*INSTRUCTIONS FOR THE TASK*
Please print exactly the lines running from the one that contains "Target: dark bush" to the end of the data, with both lines included.

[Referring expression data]

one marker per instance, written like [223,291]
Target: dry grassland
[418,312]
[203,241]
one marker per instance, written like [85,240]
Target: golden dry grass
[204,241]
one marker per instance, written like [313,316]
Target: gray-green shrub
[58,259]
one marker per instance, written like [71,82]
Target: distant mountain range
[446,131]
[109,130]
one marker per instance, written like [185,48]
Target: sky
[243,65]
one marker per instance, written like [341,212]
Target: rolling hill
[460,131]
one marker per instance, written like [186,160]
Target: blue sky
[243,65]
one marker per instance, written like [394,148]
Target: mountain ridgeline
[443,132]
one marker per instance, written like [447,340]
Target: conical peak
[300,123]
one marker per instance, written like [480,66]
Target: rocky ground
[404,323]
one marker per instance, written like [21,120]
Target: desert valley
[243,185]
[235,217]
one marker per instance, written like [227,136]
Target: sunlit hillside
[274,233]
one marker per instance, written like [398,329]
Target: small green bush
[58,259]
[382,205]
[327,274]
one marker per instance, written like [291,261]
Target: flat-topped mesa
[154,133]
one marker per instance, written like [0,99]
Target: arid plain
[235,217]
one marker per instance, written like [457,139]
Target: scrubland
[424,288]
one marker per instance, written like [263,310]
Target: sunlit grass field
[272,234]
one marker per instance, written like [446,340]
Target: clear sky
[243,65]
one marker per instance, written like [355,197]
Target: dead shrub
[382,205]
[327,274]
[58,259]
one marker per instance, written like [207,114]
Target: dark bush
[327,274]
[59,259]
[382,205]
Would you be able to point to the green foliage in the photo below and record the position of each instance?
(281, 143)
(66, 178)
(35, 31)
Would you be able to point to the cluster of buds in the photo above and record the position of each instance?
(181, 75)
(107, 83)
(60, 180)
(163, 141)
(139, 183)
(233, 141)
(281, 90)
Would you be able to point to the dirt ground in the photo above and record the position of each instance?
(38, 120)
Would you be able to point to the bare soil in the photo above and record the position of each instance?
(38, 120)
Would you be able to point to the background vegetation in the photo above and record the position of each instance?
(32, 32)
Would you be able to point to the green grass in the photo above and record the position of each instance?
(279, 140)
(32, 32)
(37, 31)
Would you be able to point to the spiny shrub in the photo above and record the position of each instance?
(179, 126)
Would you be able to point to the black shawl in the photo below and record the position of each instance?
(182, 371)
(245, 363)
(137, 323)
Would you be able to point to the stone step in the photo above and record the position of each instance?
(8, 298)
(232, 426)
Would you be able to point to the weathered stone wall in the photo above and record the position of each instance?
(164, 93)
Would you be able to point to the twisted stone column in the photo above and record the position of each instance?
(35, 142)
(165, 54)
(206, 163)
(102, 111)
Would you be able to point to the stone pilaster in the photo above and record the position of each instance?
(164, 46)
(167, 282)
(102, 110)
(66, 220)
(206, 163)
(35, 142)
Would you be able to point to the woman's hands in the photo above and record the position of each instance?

*ANSWER SPACE*
Target: dark bush
[327,274]
[59,259]
[382,205]
Would you be able to point to the green foliage in the photo below and record the position of each instance?
(281, 143)
(66, 178)
(35, 31)
Would you be able to point to the cluster of buds in the photo above and record the position of each instance?
(181, 75)
(107, 83)
(60, 180)
(163, 141)
(139, 183)
(233, 141)
(281, 90)
Would you be able to point to the dirt ground in the photo above and record the position of each instance?
(38, 120)
Would you be able to point to the bare soil in the photo above and record the position of each instance?
(38, 120)
Would you be able to point to the background vegetation in the photo above and record the position of each instance?
(32, 32)
Would you be able to point to the green grass in the photo above and record the position of each instance?
(279, 140)
(32, 32)
(37, 31)
Would you be able to point to the spiny shrub in the photo above and record the position of each instance?
(179, 126)
Would you be able to point to the black shawl in the photo below and record the position of each instance?
(182, 371)
(245, 363)
(137, 323)
Would you be able to point to the stone step in the photo above and record the position of each instance?
(8, 298)
(232, 426)
Would you be able to point to the weathered stone wall in the photo above and record the position of each instance?
(164, 93)
Would you be able to point to the twisted stone column in the photo above and record the position of each instance?
(35, 142)
(165, 54)
(206, 163)
(102, 111)
Would you be able to point to the stone pilaster in the photo above and record the position of each instance?
(164, 46)
(167, 282)
(102, 110)
(66, 220)
(206, 163)
(35, 142)
Would you be able to point to the woman's hands in the photo above and record the position of each instance?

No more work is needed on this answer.